(Labeled shape records)
● ● ● ● ●

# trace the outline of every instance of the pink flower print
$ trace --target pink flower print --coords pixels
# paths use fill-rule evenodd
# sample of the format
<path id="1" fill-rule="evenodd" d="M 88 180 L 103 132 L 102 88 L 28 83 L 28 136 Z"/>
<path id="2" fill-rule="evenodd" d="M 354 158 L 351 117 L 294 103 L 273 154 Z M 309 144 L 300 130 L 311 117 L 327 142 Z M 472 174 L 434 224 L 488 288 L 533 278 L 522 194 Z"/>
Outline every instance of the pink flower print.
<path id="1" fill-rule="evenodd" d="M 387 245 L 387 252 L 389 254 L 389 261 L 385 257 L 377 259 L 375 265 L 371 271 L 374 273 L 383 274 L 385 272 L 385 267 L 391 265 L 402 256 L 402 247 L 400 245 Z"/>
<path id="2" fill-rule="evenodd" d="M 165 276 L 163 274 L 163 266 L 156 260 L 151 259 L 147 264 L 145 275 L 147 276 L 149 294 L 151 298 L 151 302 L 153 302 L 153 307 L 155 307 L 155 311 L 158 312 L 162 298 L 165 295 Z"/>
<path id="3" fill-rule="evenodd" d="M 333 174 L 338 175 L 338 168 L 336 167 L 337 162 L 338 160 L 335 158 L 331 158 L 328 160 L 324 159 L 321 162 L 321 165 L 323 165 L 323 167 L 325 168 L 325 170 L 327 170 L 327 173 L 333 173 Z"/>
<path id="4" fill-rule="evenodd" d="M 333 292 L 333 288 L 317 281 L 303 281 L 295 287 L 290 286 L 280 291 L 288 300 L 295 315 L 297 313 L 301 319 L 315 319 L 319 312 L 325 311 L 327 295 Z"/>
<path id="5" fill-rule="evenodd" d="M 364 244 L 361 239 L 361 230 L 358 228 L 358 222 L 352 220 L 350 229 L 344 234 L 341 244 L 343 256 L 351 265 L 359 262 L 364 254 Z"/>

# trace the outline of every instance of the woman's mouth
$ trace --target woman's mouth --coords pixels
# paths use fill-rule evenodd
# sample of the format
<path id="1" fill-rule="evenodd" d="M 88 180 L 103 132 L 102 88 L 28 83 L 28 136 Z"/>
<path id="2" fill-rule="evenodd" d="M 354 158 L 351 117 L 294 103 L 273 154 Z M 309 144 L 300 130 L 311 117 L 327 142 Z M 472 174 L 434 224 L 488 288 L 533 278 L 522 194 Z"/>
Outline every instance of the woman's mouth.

● ● ● ● ●

Rewrite the entries from the line containing "# trace the outline of every instance of the woman's" through the last line, putting "lips" in place of each "mouth" and changing nothing else.

# trace the outline of every instance of the woman's lips
$ trace --target woman's lips --coords pixels
# paths use fill-rule evenodd
# sample of the format
<path id="1" fill-rule="evenodd" d="M 88 180 L 103 132 L 102 88 L 28 83 L 28 136 Z"/>
<path id="2" fill-rule="evenodd" d="M 354 158 L 351 117 L 294 103 L 273 154 Z M 309 144 L 300 130 L 311 117 L 327 142 Z M 472 174 L 434 224 L 488 288 L 533 278 L 522 194 Z"/>
Outline every instance of the woman's lips.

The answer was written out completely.